* ПРЕДОСТАВЛЕННЫЙ ТЕКСТ *

Российская архитектура за три десятка постсоветских лет кардинально сменила вектор развития. 1990-е и 2000-е стали временем капрома — капиталистического романтизма. Ушли в прошлое ограничения, которые накладывал соцстрой, архитекторы получили свободу и старались даже в небольшом проекте выплеснуть все накопленные за годы воздержания идеи. В здании капрома могли легко соединяться дорические колонны, узоры и зеркала — декора много не бывает. Яркий пример — «Наутилус» на Никольской улице. Здания капрома могли быть эклектичными, избыточными, иногда кричащими. Но почти всегда они имели индивидуальный образ, и это было живо и нескучно.

* КОРОТКАЯ ЗАДАЧА 1 *
Обновите записи от строки с «the fog light.» до конца записей: замените «Annotation task» на «Marking task», а всё остальное оставьте как есть.
Текст и записи никак не связаны друг с другом.

[Записи с координатной разметкой]

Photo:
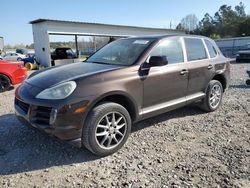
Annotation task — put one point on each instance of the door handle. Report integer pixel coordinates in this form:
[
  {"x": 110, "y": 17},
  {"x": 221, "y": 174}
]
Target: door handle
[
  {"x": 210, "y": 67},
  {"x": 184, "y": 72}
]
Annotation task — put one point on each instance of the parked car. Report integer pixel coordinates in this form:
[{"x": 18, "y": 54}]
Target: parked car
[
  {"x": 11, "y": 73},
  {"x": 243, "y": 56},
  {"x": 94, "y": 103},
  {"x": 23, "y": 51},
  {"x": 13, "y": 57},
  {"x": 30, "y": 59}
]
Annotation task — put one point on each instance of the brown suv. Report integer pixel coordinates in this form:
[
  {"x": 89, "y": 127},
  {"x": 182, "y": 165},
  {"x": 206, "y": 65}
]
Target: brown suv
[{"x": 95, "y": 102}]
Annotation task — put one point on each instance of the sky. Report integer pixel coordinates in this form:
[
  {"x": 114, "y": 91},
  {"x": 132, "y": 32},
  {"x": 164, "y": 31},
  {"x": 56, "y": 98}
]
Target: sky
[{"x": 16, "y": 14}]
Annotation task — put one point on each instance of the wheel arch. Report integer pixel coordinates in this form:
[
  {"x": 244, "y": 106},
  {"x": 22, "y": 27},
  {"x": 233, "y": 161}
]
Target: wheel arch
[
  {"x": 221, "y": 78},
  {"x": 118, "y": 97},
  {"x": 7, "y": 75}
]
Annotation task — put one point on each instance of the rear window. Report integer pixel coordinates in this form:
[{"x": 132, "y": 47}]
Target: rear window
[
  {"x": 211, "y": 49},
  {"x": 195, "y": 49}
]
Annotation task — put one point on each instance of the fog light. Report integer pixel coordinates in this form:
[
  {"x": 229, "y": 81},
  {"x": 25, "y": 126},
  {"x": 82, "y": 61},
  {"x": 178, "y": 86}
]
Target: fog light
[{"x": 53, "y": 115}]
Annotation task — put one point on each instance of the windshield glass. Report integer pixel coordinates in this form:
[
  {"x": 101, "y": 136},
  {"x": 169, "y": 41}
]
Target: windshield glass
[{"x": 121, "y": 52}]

* КОРОТКАЯ ЗАДАЧА 2 *
Какое здание на Никольской улице текст о российской архитектуре приводит как яркий пример капрома?

* ПОЛНОЕ РЕШЕНИЕ 1 *
Marking task — put one point on each instance of the fog light. Report integer pixel coordinates in this form:
[
  {"x": 229, "y": 81},
  {"x": 25, "y": 126},
  {"x": 82, "y": 61},
  {"x": 178, "y": 86}
]
Target: fog light
[{"x": 53, "y": 115}]
Marking task — put one point on each instance of the windshield glass. Report integer pixel coordinates in this form:
[
  {"x": 101, "y": 136},
  {"x": 169, "y": 41}
]
Target: windshield glass
[{"x": 121, "y": 52}]

* ПОЛНОЕ РЕШЕНИЕ 2 *
«Наутилус».